Reading passage -
______

Dated:  November 8, 1999

                                        TELXON CORPORATION

                                        By:   /s/ John W. Paxton, Sr.
                                             -----------------------------------

                                        Name: John W. Paxton, Sr.
                                              ----------------------------------

                                        Title: Chairman and CEO
                                               ---------------------------------

                                        Shares beneficially owned:

                                        4,994,262 shares of Company Common Stock

<PAGE>   11
                        JOINDER TO STOCKHOLDER AGREEMENT
                       (THE RETAIL TECHNOLOGY GROUP, INC.)

         THIS JOINDER TO STOCKHOLDER AGREEMENT is made as of November 8, 1999,
by The Retail Technology Group, Inc. ("Assignee"), a wholly-owned subsidiary of
Telxon Corporation ("Assignor"), with respect to the Stockholder Agreement (the
"Stockholder Agreement"), dated as of November 8, 1999, between Cisco Systems,
Inc., a California corporation ("Parent"), Osprey Acquisition Corporation, a
Delaware corporation and wholly-owned subsidiary of Parent ("Merger Sub"), and
Assignor.

______

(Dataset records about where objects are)

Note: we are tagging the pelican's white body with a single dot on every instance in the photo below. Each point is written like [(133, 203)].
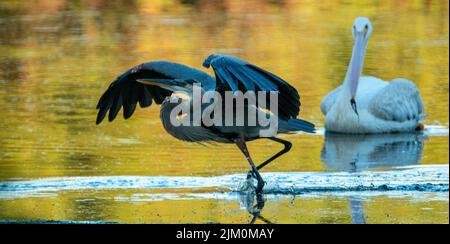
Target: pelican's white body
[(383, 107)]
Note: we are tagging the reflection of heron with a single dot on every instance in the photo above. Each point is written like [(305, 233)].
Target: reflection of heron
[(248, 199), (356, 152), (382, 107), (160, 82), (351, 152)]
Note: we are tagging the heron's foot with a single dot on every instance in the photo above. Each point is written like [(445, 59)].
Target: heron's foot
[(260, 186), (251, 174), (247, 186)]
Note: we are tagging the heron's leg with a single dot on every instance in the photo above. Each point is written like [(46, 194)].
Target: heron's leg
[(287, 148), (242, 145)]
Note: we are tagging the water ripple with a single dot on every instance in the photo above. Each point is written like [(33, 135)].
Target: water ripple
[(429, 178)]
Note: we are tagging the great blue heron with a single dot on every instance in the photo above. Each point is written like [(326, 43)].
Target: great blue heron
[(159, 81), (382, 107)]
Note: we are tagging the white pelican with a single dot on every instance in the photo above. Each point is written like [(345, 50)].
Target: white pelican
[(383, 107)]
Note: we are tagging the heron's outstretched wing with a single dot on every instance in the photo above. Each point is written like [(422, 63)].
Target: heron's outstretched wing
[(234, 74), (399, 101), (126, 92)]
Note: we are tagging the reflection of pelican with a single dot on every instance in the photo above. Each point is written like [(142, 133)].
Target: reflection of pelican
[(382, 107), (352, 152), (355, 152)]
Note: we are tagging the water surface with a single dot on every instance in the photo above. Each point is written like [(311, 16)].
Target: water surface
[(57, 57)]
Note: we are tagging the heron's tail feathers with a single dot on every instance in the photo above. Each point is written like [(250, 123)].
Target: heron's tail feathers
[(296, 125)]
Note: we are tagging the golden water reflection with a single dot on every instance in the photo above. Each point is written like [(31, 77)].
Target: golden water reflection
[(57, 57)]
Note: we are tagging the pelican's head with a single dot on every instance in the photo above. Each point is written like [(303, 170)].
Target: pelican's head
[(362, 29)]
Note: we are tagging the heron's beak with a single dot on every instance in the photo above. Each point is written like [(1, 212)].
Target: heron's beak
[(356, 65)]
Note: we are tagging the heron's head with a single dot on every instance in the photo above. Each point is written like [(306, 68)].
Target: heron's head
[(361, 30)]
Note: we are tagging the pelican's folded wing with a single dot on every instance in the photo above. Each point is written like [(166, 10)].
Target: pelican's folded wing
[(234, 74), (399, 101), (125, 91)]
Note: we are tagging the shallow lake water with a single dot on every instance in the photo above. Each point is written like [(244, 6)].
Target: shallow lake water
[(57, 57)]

______

Exercise task 1 - What title is listed for John W. Paxton, Sr. in the Telxon document?
Exercise task 2 - Name every company that appears in the Telxon document.
Exercise task 3 - Quote the Telxon document starting with "4,994,262 shares of" and going on through "TECHNOLOGY GROUP, INC.)".
Use only the Telxon document to answer.

Complete output 1 - Chairman and CEO

Complete output 2 -
Telxon Corporation
The Retail Technology Group, Inc.
Cisco Systems, Inc.
Osprey Acquisition Corporation

Complete output 3 -
4,994,262 shares of Company Common Stock

<PAGE>   11
                        JOINDER TO STOCKHOLDER AGREEMENT
                       (THE RETAIL TECHNOLOGY GROUP, INC.)